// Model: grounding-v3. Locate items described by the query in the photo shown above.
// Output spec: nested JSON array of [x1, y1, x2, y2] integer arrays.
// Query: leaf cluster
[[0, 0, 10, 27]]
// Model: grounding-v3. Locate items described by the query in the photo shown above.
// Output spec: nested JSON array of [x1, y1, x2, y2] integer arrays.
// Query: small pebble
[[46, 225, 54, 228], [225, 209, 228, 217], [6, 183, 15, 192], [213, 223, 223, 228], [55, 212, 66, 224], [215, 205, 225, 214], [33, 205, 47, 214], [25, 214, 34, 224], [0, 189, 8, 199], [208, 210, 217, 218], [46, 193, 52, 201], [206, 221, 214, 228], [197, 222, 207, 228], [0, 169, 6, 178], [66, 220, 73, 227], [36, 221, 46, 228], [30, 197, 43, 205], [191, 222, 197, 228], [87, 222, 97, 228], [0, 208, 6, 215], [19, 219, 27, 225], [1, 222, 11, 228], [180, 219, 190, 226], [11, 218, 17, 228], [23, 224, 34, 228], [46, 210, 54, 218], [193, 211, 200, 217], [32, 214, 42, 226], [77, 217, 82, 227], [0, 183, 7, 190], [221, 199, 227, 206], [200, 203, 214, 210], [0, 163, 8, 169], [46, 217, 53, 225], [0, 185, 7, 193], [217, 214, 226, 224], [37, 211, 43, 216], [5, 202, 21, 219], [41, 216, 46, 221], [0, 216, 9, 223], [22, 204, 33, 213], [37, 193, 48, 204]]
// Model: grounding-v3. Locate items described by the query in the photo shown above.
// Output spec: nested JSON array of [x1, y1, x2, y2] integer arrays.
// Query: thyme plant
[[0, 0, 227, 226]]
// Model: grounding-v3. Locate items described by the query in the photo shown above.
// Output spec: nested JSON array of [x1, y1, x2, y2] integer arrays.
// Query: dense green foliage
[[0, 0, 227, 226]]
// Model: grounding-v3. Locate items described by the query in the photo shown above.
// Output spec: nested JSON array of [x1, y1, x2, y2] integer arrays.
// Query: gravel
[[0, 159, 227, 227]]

- - - - - - -

• _Assignment_: Could you restate the listing above word for word, leaving nothing out?

• _Your response_:
// Model: grounding-v3. Locate items described by the query in the photo shown above.
// Output spec: nested JSON array of [x1, y1, x2, y2] integer arrays.
// Query: leaf cluster
[[0, 0, 10, 27]]
// Model: grounding-v3. Locate items described by the query in the photo shown above.
// Output spec: nested JSON array of [x1, y1, x2, y2] integer arrays.
// Query: small pebble
[[46, 225, 54, 228], [225, 209, 228, 217], [6, 183, 15, 192], [213, 223, 223, 228], [55, 212, 66, 224], [215, 205, 225, 214], [33, 205, 47, 214], [25, 214, 34, 224], [0, 189, 8, 199], [208, 210, 217, 218], [46, 193, 52, 201], [206, 221, 214, 228], [197, 222, 207, 228], [0, 169, 6, 178], [66, 220, 73, 227], [36, 221, 46, 228], [30, 197, 43, 205], [191, 222, 197, 228], [87, 222, 97, 228], [0, 208, 6, 215], [19, 219, 27, 225], [1, 222, 11, 228], [180, 219, 190, 226], [11, 218, 17, 228], [23, 224, 34, 228], [46, 210, 54, 218], [193, 211, 200, 217], [32, 214, 42, 226], [77, 217, 82, 227], [0, 183, 7, 190], [221, 199, 227, 206], [200, 203, 214, 210], [0, 163, 8, 169], [46, 217, 53, 225], [0, 185, 7, 193], [217, 214, 226, 224], [37, 211, 43, 216], [5, 202, 21, 219], [41, 216, 46, 221], [0, 216, 9, 223], [22, 204, 33, 213], [37, 193, 48, 204]]
// Model: grounding-v3. Locate items described by the query in the photo shown above.
// Output spec: nested JSON array of [x1, y1, x2, y2] integer arrays.
// Query: thyme plant
[[0, 0, 227, 226]]
// Model: grounding-v3. Locate items described by the query in the photo shown above.
// Output spec: nested JSON array of [x1, y1, x2, y2] integer arrays.
// Query: dense green foliage
[[0, 0, 227, 226]]
// Model: grounding-v3. Locate items described by the query in the photo shown above.
// Output spec: nested JSON array of [x1, y1, x2, y2] integer arrays.
// Query: gravel
[[0, 159, 227, 227]]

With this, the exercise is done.